■ **Challenge**
Copy the lines below word for word, covering only the stretch from the line that contains "Look at the image above and tell me: does any house" through the line that contains "[[3, 92, 210, 249], [0, 48, 300, 300]]".

Entries on locating named things
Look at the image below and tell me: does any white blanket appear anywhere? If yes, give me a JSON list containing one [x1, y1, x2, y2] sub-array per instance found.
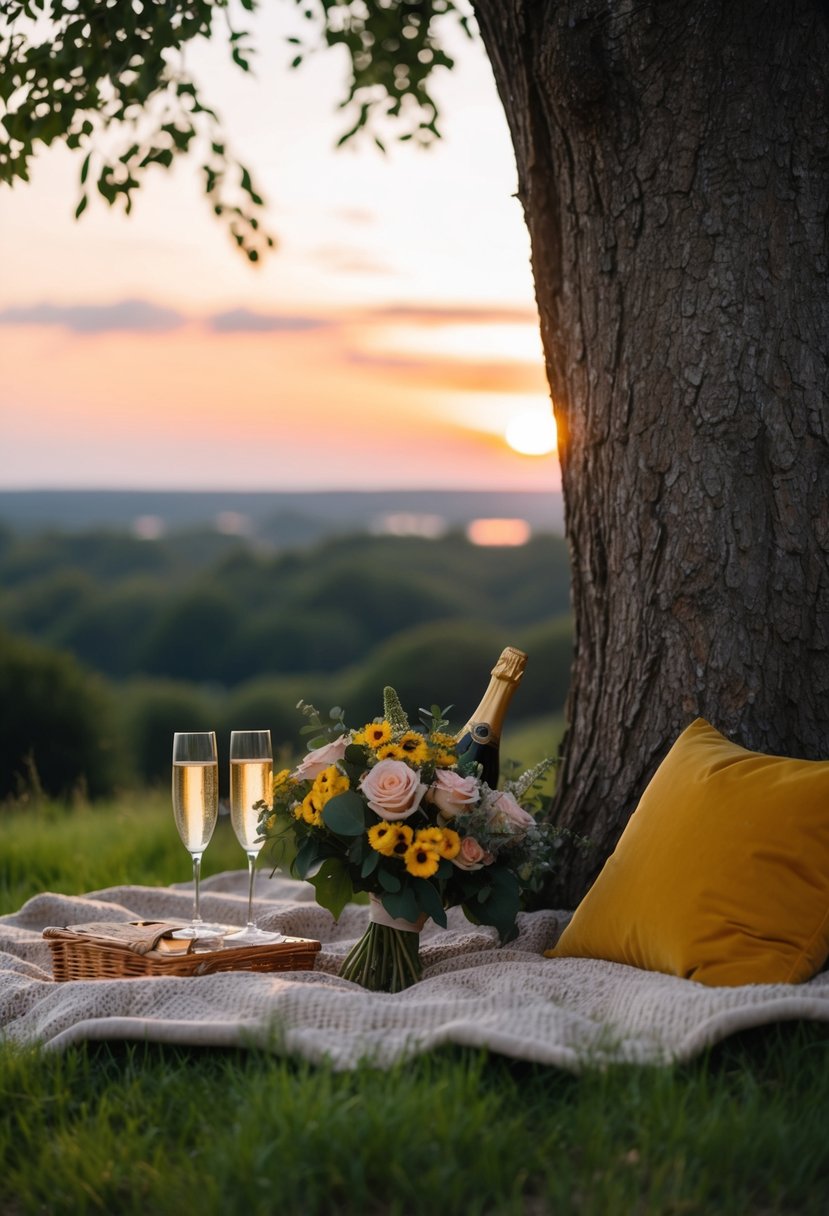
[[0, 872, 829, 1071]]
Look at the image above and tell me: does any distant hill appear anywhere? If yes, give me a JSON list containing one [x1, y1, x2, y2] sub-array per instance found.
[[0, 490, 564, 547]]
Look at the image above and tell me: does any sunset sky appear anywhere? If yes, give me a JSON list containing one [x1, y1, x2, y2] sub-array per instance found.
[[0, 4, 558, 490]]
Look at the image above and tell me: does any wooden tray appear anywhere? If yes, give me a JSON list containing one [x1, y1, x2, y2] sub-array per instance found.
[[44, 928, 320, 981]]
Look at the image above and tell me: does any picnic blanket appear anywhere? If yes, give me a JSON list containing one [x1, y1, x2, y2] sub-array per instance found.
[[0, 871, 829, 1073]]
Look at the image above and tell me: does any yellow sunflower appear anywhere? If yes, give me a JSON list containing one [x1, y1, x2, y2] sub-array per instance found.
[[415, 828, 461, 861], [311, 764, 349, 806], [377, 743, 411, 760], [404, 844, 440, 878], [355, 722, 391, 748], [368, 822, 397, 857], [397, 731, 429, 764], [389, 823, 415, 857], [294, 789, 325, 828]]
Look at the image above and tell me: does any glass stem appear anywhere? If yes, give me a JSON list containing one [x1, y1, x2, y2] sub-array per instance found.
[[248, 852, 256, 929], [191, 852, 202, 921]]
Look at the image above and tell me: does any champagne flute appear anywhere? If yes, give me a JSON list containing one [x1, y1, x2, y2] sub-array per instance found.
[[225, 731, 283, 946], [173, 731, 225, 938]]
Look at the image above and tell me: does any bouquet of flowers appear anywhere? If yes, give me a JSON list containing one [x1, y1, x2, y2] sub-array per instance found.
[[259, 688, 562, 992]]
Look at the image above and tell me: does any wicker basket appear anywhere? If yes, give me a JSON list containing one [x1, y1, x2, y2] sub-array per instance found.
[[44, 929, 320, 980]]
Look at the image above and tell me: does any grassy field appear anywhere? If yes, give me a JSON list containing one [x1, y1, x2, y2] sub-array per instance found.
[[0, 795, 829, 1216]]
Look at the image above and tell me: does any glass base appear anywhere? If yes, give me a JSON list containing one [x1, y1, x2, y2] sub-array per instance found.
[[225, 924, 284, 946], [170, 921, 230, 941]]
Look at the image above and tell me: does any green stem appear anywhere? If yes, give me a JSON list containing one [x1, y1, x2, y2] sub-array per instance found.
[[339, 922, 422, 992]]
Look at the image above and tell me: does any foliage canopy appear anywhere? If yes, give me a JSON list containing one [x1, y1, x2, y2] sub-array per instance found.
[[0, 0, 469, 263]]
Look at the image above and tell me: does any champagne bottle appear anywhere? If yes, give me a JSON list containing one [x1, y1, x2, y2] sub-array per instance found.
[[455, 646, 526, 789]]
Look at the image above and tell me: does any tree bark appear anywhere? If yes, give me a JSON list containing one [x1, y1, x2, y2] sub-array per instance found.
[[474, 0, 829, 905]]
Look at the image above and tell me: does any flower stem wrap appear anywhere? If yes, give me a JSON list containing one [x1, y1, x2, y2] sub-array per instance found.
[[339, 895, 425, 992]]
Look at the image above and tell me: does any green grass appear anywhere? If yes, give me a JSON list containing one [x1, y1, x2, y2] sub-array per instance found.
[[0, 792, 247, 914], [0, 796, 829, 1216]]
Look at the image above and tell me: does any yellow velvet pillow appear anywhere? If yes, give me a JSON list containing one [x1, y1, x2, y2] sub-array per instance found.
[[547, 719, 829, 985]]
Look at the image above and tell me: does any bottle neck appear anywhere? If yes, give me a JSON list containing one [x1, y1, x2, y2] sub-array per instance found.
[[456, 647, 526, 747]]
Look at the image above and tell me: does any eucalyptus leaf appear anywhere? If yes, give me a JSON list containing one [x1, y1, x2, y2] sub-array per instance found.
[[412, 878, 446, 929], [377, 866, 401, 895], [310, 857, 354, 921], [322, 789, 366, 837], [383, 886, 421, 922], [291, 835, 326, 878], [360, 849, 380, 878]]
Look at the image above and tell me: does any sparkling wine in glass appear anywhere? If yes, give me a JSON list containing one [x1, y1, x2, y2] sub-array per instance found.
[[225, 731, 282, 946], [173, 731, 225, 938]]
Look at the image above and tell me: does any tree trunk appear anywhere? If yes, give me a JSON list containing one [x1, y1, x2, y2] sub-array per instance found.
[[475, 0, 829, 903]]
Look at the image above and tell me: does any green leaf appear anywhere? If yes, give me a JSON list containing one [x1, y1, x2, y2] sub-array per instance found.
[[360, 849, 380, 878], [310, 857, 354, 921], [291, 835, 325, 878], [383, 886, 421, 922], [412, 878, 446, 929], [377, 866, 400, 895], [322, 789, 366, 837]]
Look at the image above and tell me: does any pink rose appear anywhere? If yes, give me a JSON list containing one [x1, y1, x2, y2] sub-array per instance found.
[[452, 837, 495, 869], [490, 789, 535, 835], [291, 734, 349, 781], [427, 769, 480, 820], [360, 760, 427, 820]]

...

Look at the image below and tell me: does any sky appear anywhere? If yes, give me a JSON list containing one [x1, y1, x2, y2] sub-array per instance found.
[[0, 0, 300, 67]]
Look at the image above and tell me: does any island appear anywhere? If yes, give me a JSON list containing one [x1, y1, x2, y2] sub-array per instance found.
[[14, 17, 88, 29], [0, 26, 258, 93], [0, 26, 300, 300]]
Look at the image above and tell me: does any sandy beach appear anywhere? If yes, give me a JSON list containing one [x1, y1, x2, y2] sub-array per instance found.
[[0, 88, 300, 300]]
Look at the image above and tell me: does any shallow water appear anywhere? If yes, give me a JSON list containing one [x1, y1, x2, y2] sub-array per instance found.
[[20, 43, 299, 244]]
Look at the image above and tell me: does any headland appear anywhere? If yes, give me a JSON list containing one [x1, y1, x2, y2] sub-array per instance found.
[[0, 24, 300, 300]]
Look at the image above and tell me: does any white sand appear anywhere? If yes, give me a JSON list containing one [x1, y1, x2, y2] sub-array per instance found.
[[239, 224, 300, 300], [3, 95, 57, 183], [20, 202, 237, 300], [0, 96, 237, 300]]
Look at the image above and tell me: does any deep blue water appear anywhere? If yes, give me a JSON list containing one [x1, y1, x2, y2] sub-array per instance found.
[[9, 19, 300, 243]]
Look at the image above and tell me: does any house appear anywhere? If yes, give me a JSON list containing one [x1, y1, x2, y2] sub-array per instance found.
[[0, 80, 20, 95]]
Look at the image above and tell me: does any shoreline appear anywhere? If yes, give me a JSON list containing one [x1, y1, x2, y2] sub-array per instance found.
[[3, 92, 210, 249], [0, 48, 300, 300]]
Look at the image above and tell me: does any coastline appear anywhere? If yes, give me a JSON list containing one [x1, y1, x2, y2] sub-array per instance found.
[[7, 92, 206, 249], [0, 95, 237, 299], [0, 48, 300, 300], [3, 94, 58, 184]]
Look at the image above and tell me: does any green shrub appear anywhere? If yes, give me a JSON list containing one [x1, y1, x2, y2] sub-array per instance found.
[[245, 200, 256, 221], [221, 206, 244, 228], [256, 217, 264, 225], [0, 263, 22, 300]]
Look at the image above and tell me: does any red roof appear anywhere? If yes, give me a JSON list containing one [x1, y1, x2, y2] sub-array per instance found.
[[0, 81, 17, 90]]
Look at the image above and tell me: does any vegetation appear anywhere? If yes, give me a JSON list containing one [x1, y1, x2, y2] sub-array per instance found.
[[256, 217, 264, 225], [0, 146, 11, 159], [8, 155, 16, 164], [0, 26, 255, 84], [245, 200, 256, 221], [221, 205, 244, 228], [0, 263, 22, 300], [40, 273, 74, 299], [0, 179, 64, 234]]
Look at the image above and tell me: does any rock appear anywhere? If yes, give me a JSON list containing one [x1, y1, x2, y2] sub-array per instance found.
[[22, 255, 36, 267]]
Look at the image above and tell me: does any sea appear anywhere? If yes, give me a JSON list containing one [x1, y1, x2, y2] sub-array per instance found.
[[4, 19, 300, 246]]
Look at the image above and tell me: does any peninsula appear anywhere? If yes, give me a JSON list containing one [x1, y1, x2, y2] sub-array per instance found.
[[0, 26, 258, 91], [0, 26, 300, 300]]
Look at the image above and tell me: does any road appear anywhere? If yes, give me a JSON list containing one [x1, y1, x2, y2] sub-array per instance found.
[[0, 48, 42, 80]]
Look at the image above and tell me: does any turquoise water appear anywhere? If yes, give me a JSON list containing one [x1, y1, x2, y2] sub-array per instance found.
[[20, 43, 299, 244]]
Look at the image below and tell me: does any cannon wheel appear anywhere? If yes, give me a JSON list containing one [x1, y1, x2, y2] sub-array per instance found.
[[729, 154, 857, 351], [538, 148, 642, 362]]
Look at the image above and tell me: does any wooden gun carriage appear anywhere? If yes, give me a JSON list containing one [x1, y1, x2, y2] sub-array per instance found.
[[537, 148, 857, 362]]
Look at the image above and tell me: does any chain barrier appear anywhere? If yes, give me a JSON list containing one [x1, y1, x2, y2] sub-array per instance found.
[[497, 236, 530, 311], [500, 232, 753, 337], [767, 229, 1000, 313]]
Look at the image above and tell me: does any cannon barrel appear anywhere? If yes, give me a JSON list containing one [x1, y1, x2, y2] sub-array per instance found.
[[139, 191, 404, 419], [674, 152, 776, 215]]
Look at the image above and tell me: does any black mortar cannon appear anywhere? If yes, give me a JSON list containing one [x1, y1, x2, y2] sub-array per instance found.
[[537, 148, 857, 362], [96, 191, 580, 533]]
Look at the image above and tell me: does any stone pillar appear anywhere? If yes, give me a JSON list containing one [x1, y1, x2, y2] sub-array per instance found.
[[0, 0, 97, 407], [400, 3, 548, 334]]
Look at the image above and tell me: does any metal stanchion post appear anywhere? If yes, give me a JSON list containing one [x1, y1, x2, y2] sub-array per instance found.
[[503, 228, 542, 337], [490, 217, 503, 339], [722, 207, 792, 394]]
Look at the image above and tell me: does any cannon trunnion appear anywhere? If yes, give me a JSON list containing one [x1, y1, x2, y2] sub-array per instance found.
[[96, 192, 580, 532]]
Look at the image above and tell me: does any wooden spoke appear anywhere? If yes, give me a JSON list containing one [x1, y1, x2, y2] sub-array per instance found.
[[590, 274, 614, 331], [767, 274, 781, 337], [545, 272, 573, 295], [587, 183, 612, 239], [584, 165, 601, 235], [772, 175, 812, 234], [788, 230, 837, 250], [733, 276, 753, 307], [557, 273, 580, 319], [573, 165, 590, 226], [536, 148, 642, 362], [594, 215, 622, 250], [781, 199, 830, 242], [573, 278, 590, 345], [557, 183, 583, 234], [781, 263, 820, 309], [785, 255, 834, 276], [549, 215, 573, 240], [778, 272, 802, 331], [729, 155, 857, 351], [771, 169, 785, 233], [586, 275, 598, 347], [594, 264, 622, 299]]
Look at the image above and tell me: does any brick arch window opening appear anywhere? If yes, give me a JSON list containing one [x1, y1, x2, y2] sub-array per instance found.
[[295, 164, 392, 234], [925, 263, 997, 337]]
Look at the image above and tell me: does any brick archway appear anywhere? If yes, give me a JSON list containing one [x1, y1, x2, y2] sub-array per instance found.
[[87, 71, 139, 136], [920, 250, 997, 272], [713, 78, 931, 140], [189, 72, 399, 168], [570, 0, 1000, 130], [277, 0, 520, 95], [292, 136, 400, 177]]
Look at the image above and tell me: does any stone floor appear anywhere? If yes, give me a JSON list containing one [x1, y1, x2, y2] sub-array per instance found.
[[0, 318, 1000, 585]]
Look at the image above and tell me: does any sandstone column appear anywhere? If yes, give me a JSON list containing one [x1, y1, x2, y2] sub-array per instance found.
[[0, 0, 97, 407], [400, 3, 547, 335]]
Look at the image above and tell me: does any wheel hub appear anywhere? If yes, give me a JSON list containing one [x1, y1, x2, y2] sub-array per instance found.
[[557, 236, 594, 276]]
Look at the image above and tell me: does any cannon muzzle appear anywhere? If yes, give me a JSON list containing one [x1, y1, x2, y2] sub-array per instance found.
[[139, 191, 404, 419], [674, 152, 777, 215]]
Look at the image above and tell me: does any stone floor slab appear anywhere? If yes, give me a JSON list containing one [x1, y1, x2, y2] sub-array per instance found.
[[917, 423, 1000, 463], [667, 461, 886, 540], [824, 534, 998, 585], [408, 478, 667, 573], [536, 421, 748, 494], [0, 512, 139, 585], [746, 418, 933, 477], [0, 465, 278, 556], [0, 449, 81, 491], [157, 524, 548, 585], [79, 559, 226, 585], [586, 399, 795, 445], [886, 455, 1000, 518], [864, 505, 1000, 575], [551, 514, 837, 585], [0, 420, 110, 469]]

■ **Reply to the exercise**
Look at the image above and tell me: does any house appear anywhere? If yes, give me a JSON list containing one [x1, y1, x2, y2] sub-array per instance found.
[[0, 80, 20, 95]]
Look at the image above and tell me: does any shoreline appear anywhere? If yes, give me a JSON list containing one [x1, y1, x2, y2] sub-array per instance found.
[[3, 92, 210, 249], [0, 48, 300, 300]]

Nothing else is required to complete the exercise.